Given instruction.
Please render the material below as a JSON list of strings, starting at the line that contains "Please segment every instance of the white" and ending at the line that contains "[[50, 30], [50, 43], [82, 43], [82, 30]]", both included. Give one string per line and omit blank lines.

==============================

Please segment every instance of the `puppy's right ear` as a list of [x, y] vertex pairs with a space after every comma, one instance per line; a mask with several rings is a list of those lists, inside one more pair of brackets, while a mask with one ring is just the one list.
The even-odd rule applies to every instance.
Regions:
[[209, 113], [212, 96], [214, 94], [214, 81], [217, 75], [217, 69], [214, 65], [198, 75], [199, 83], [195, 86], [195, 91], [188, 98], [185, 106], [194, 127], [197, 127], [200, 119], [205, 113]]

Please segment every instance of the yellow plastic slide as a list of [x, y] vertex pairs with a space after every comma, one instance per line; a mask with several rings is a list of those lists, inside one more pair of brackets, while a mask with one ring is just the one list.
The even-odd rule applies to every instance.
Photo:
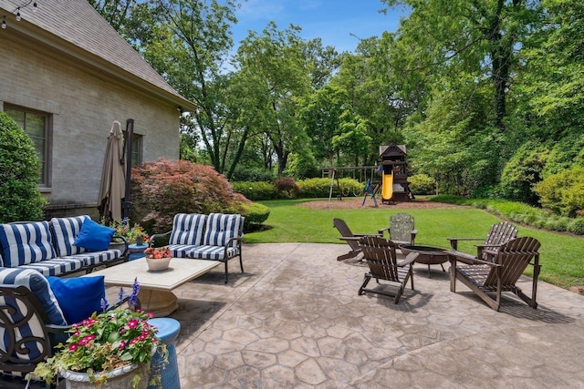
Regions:
[[381, 177], [381, 199], [391, 200], [393, 197], [393, 175], [385, 174]]

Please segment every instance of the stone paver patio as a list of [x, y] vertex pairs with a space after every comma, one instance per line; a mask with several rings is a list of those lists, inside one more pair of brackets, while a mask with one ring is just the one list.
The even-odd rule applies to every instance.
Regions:
[[220, 266], [176, 289], [182, 387], [584, 387], [584, 297], [539, 282], [537, 310], [509, 293], [496, 312], [418, 265], [395, 305], [357, 295], [346, 251], [248, 244], [227, 285]]

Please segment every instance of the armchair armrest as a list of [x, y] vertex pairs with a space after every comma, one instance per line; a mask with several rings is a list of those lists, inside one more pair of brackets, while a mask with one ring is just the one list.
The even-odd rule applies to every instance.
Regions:
[[411, 263], [413, 263], [418, 259], [419, 255], [420, 255], [419, 252], [410, 252], [407, 255], [407, 257], [405, 257], [405, 259], [403, 261], [402, 261], [399, 263], [396, 263], [396, 265], [402, 268], [405, 265], [409, 265]]
[[171, 235], [171, 232], [172, 232], [172, 231], [153, 234], [152, 236], [150, 237], [150, 241], [148, 242], [148, 247], [155, 247], [154, 246], [154, 241], [156, 241], [157, 239], [164, 238], [165, 236]]
[[454, 263], [456, 262], [456, 261], [460, 261], [461, 262], [464, 262], [469, 265], [485, 264], [489, 266], [500, 266], [497, 263], [490, 262], [488, 261], [479, 260], [474, 255], [467, 254], [462, 251], [456, 251], [455, 250], [453, 250], [451, 251], [446, 251], [446, 253], [448, 254], [448, 260], [451, 261], [451, 263]]
[[458, 249], [458, 241], [485, 241], [485, 238], [446, 238], [450, 241], [450, 247], [456, 251]]

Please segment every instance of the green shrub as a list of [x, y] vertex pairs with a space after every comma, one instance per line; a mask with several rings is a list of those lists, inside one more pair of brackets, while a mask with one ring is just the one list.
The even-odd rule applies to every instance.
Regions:
[[527, 142], [511, 157], [501, 175], [501, 190], [506, 199], [537, 205], [532, 187], [541, 180], [549, 150], [538, 143]]
[[274, 182], [274, 187], [283, 198], [297, 198], [300, 195], [300, 188], [292, 177], [282, 177]]
[[436, 193], [436, 180], [425, 174], [408, 177], [410, 190], [414, 195], [432, 195]]
[[242, 209], [242, 216], [245, 217], [245, 224], [252, 229], [264, 224], [271, 212], [269, 208], [257, 202], [244, 204]]
[[0, 222], [43, 220], [47, 203], [38, 190], [40, 161], [33, 141], [0, 112]]
[[277, 190], [271, 182], [237, 181], [232, 182], [234, 190], [241, 193], [252, 201], [259, 200], [275, 200], [278, 198]]
[[132, 169], [132, 220], [148, 230], [172, 229], [175, 214], [241, 213], [249, 202], [212, 167], [160, 159]]
[[326, 198], [328, 197], [328, 190], [330, 190], [330, 179], [303, 179], [298, 181], [297, 185], [304, 198]]
[[568, 225], [568, 231], [578, 235], [584, 235], [584, 218], [576, 218]]
[[584, 168], [571, 169], [551, 175], [534, 186], [544, 208], [567, 217], [584, 210]]

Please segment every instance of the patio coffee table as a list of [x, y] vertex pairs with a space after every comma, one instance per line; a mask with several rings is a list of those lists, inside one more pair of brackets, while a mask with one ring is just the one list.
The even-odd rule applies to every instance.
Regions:
[[443, 263], [448, 261], [448, 252], [446, 252], [444, 249], [422, 245], [401, 245], [400, 249], [402, 249], [402, 252], [404, 255], [408, 255], [410, 252], [417, 252], [420, 254], [418, 258], [416, 258], [416, 263], [428, 265], [428, 277], [430, 278], [432, 278], [430, 274], [430, 265], [439, 264], [443, 271], [446, 271]]
[[141, 309], [156, 317], [168, 316], [178, 308], [173, 289], [194, 280], [222, 263], [218, 261], [172, 258], [168, 270], [151, 271], [145, 258], [93, 271], [89, 276], [103, 275], [106, 285], [131, 287], [138, 279], [138, 298]]

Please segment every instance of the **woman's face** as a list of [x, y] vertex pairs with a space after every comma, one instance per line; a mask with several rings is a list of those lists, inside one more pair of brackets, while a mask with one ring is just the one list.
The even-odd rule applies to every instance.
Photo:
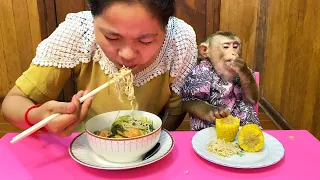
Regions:
[[110, 61], [140, 72], [150, 65], [162, 47], [162, 25], [139, 3], [115, 3], [95, 17], [95, 36]]

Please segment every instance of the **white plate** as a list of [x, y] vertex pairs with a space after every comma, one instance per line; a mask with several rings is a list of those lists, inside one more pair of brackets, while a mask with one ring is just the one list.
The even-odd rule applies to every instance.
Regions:
[[[259, 152], [244, 152], [242, 156], [233, 155], [224, 158], [212, 154], [206, 150], [206, 145], [214, 139], [217, 139], [215, 127], [210, 127], [197, 132], [192, 138], [192, 147], [194, 151], [202, 158], [222, 166], [233, 168], [261, 168], [267, 167], [279, 162], [284, 156], [283, 145], [273, 136], [263, 132], [264, 147]], [[236, 137], [236, 140], [237, 141]]]
[[69, 154], [76, 162], [96, 169], [132, 169], [154, 163], [171, 152], [174, 141], [168, 131], [162, 130], [159, 142], [159, 151], [149, 159], [144, 161], [138, 160], [130, 163], [114, 163], [107, 161], [100, 155], [96, 154], [88, 144], [86, 133], [82, 133], [75, 137], [71, 142], [69, 146]]

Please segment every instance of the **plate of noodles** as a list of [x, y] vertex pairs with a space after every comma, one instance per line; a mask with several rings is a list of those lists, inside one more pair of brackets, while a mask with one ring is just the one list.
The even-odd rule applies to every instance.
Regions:
[[166, 130], [162, 130], [159, 139], [160, 149], [149, 159], [117, 163], [108, 161], [95, 153], [90, 147], [86, 136], [86, 133], [81, 133], [74, 138], [69, 146], [69, 154], [79, 164], [95, 169], [123, 170], [146, 166], [166, 157], [174, 146], [174, 141], [170, 133]]
[[[226, 167], [262, 168], [278, 163], [285, 153], [283, 145], [270, 134], [252, 128], [254, 125], [249, 126], [238, 126], [229, 141], [221, 138], [221, 130], [217, 132], [216, 127], [203, 129], [193, 136], [192, 147], [200, 157]], [[230, 129], [222, 134], [226, 132], [232, 134]]]

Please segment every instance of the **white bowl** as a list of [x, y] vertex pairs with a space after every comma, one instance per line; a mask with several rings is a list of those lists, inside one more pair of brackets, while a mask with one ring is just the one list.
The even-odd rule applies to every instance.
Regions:
[[[115, 121], [119, 111], [103, 113], [89, 119], [85, 124], [85, 131], [90, 147], [94, 152], [108, 161], [125, 163], [139, 160], [147, 153], [160, 139], [161, 119], [152, 113], [135, 111], [135, 116], [145, 116], [153, 121], [154, 131], [134, 138], [107, 138], [94, 134], [94, 131], [110, 128]], [[119, 116], [130, 115], [131, 110], [121, 110]]]

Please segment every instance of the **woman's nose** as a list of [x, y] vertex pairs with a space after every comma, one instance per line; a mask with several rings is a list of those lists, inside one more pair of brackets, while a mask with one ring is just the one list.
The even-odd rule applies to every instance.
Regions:
[[130, 47], [125, 47], [119, 51], [119, 56], [125, 60], [131, 60], [136, 57], [136, 52]]

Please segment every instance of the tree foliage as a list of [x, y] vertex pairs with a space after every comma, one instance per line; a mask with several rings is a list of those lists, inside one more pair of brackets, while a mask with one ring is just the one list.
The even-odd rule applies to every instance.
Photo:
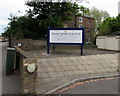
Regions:
[[10, 16], [9, 27], [4, 36], [13, 35], [16, 38], [44, 38], [48, 27], [61, 28], [63, 23], [71, 19], [71, 15], [79, 15], [76, 3], [61, 2], [27, 2], [27, 16]]
[[120, 31], [120, 14], [116, 18], [107, 18], [98, 27], [98, 35], [112, 35]]

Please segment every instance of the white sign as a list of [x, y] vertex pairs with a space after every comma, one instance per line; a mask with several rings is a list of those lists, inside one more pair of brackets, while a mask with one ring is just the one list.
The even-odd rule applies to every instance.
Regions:
[[50, 30], [50, 43], [82, 43], [82, 30]]

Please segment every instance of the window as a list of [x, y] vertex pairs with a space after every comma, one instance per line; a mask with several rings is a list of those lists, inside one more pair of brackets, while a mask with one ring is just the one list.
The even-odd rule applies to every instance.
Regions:
[[79, 24], [79, 28], [81, 28], [82, 27], [82, 24]]
[[67, 24], [64, 24], [64, 28], [67, 28]]
[[82, 18], [82, 17], [79, 17], [79, 22], [82, 23], [82, 21], [83, 21], [83, 18]]
[[89, 38], [89, 37], [87, 37], [87, 40], [86, 40], [86, 42], [90, 42], [90, 38]]

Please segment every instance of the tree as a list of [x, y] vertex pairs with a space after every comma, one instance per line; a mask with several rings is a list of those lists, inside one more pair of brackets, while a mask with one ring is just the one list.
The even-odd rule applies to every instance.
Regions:
[[71, 19], [71, 15], [79, 15], [76, 3], [61, 2], [27, 2], [27, 16], [10, 16], [9, 27], [4, 36], [11, 34], [16, 38], [44, 38], [48, 27], [61, 28], [63, 23]]
[[79, 15], [79, 6], [76, 3], [61, 2], [27, 2], [32, 7], [27, 11], [28, 16], [36, 18], [40, 24], [42, 37], [47, 34], [47, 28], [61, 28], [64, 22], [71, 20], [72, 15]]
[[107, 18], [98, 27], [98, 35], [112, 35], [117, 31], [120, 31], [120, 15], [116, 18]]

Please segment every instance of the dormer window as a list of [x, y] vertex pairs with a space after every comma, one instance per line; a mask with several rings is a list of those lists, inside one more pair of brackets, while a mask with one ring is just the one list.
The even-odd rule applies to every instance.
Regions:
[[82, 17], [79, 17], [79, 22], [82, 23], [82, 21], [83, 21], [83, 18], [82, 18]]

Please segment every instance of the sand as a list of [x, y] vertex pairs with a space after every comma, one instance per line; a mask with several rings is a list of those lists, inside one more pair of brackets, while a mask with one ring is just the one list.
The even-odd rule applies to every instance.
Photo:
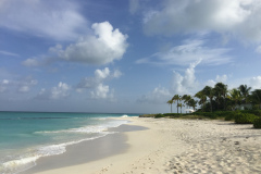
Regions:
[[252, 125], [204, 120], [127, 120], [130, 125], [148, 129], [119, 133], [125, 146], [121, 151], [38, 174], [261, 173], [261, 129], [253, 129]]

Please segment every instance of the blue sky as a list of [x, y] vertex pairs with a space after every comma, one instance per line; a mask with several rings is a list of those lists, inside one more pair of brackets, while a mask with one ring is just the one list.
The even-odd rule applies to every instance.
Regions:
[[260, 16], [259, 0], [1, 0], [0, 110], [161, 113], [217, 82], [261, 88]]

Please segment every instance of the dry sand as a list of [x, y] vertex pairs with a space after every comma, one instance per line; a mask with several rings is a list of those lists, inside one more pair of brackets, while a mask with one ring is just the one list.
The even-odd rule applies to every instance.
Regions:
[[252, 125], [203, 120], [127, 120], [149, 129], [123, 133], [128, 145], [125, 152], [39, 174], [261, 173], [261, 129], [253, 129]]

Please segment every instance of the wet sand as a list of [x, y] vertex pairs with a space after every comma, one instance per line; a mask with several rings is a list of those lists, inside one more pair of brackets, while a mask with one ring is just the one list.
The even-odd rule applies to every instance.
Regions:
[[[110, 135], [107, 137], [109, 139], [103, 138], [104, 141], [99, 142], [110, 147], [105, 156], [98, 156], [98, 151], [92, 151], [96, 158], [80, 161], [69, 149], [64, 156], [75, 162], [59, 164], [59, 167], [53, 169], [48, 165], [38, 173], [261, 173], [261, 129], [253, 129], [252, 125], [203, 120], [127, 120], [132, 121], [129, 125], [148, 129], [132, 132], [132, 126], [125, 126], [127, 132]], [[87, 146], [80, 145], [77, 150], [88, 149]], [[64, 159], [54, 161], [61, 163], [62, 160]]]

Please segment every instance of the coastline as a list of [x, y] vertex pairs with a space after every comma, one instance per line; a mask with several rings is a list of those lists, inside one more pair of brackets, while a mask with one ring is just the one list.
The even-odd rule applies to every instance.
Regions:
[[[108, 156], [73, 163], [77, 157], [67, 152], [70, 164], [61, 165], [62, 158], [57, 156], [59, 167], [36, 170], [35, 173], [261, 173], [261, 129], [253, 129], [251, 125], [202, 120], [121, 120], [130, 123], [122, 126], [125, 130], [107, 136], [114, 150]], [[137, 129], [136, 126], [147, 128]], [[76, 149], [84, 148], [86, 145]], [[94, 151], [96, 157], [97, 152]], [[47, 158], [48, 161], [51, 158]]]

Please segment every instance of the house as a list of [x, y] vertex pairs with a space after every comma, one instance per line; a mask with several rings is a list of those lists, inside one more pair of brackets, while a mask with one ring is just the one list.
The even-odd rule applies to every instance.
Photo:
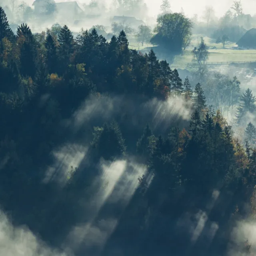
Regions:
[[78, 19], [84, 13], [76, 1], [56, 3], [54, 0], [36, 0], [32, 5], [36, 13], [45, 13], [51, 9], [65, 20]]
[[128, 16], [114, 16], [112, 19], [112, 21], [118, 23], [124, 22], [134, 28], [138, 28], [141, 25], [145, 25], [145, 23], [143, 20], [137, 20], [134, 17]]
[[248, 30], [236, 44], [242, 49], [256, 49], [256, 28]]

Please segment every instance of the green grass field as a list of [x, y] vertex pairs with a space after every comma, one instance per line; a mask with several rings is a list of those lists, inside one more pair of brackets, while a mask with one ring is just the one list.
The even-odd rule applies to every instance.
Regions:
[[[194, 35], [192, 38], [191, 44], [189, 48], [183, 53], [182, 54], [175, 56], [173, 63], [170, 65], [172, 68], [185, 68], [188, 63], [191, 62], [193, 56], [191, 54], [191, 50], [195, 46], [198, 46], [198, 43], [200, 41], [200, 37], [202, 35]], [[207, 45], [210, 48], [215, 47], [216, 49], [209, 50], [210, 55], [208, 62], [226, 62], [238, 61], [256, 61], [256, 50], [237, 50], [230, 49], [236, 44], [230, 42], [227, 42], [226, 44], [225, 48], [222, 48], [222, 44], [217, 44], [216, 40], [207, 37], [204, 37], [204, 41]], [[144, 44], [143, 47], [141, 44], [138, 46], [138, 43], [134, 39], [129, 40], [129, 46], [131, 48], [136, 50], [142, 50], [148, 47], [151, 47], [152, 45], [146, 44]], [[168, 56], [166, 56], [168, 60]]]
[[[236, 50], [216, 49], [209, 50], [210, 55], [207, 62], [226, 62], [256, 61], [256, 50]], [[186, 50], [183, 54], [176, 56], [171, 65], [172, 68], [184, 68], [191, 62], [193, 56], [190, 50]]]

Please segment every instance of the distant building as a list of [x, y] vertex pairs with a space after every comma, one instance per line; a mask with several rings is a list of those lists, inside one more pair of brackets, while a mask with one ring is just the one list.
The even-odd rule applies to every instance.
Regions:
[[256, 28], [248, 30], [236, 44], [242, 49], [256, 49]]
[[134, 17], [128, 16], [114, 16], [112, 19], [112, 22], [123, 22], [128, 24], [131, 27], [137, 28], [141, 25], [145, 25], [145, 23], [141, 20], [137, 20]]
[[36, 0], [32, 4], [35, 14], [46, 13], [52, 9], [55, 10], [56, 6], [54, 0]]

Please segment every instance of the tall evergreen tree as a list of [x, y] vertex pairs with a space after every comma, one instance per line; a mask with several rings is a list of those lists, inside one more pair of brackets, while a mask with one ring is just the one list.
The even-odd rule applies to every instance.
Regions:
[[155, 81], [158, 78], [160, 69], [159, 62], [152, 49], [148, 54], [147, 60], [148, 75], [146, 93], [150, 97], [152, 97], [155, 88]]
[[160, 84], [159, 89], [162, 90], [166, 87], [170, 88], [172, 73], [166, 60], [161, 60], [160, 64]]
[[122, 30], [117, 38], [119, 46], [119, 66], [128, 65], [129, 62], [130, 52], [128, 46], [129, 44], [126, 35]]
[[71, 31], [66, 25], [60, 30], [58, 40], [61, 46], [64, 46], [68, 47], [70, 51], [72, 50], [74, 37]]
[[92, 48], [95, 50], [100, 43], [100, 36], [95, 28], [94, 28], [90, 33], [90, 37]]
[[149, 156], [148, 138], [152, 135], [152, 131], [148, 124], [144, 129], [142, 136], [137, 142], [137, 152], [140, 156], [146, 157]]
[[175, 68], [172, 73], [170, 90], [174, 92], [174, 97], [176, 97], [181, 94], [183, 84], [178, 70]]
[[162, 0], [160, 9], [163, 14], [169, 13], [171, 12], [171, 5], [169, 0]]
[[243, 94], [240, 100], [239, 106], [236, 114], [238, 124], [243, 122], [246, 113], [252, 114], [255, 110], [256, 98], [252, 95], [252, 90], [248, 88]]
[[246, 139], [250, 143], [254, 143], [256, 142], [256, 127], [250, 122], [245, 129]]
[[185, 99], [188, 101], [192, 98], [193, 96], [193, 91], [191, 89], [191, 85], [190, 84], [188, 78], [187, 77], [185, 78], [184, 85], [184, 89], [183, 90], [183, 93]]
[[58, 40], [60, 43], [59, 57], [61, 65], [61, 73], [64, 73], [65, 68], [69, 63], [71, 55], [74, 50], [74, 38], [71, 31], [66, 25], [62, 28]]
[[202, 121], [200, 114], [196, 108], [191, 116], [191, 120], [190, 122], [190, 132], [194, 137], [198, 134], [198, 131], [200, 129]]
[[55, 73], [57, 70], [57, 48], [55, 42], [50, 34], [46, 37], [44, 44], [47, 50], [46, 64], [49, 74]]
[[201, 114], [202, 110], [206, 107], [206, 100], [204, 90], [199, 83], [196, 85], [193, 98], [195, 107]]
[[0, 6], [0, 54], [2, 54], [3, 51], [2, 40], [5, 37], [12, 41], [14, 38], [14, 34], [9, 25], [7, 17], [4, 9]]

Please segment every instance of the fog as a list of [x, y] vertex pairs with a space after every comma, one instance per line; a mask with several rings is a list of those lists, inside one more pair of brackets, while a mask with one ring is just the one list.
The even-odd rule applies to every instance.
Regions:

==============================

Final result.
[
  "Please segment every instance of the white sign as a list of [x, y] vertex pairs with a space after every comma, one instance per line; a mask with several rings is a list of those lists, inside one more pair of brackets, while a mask with one ring is just the one list.",
  "The even-odd rule applies to every instance.",
  "Regions:",
  "[[50, 30], [50, 43], [82, 43], [82, 30]]"
]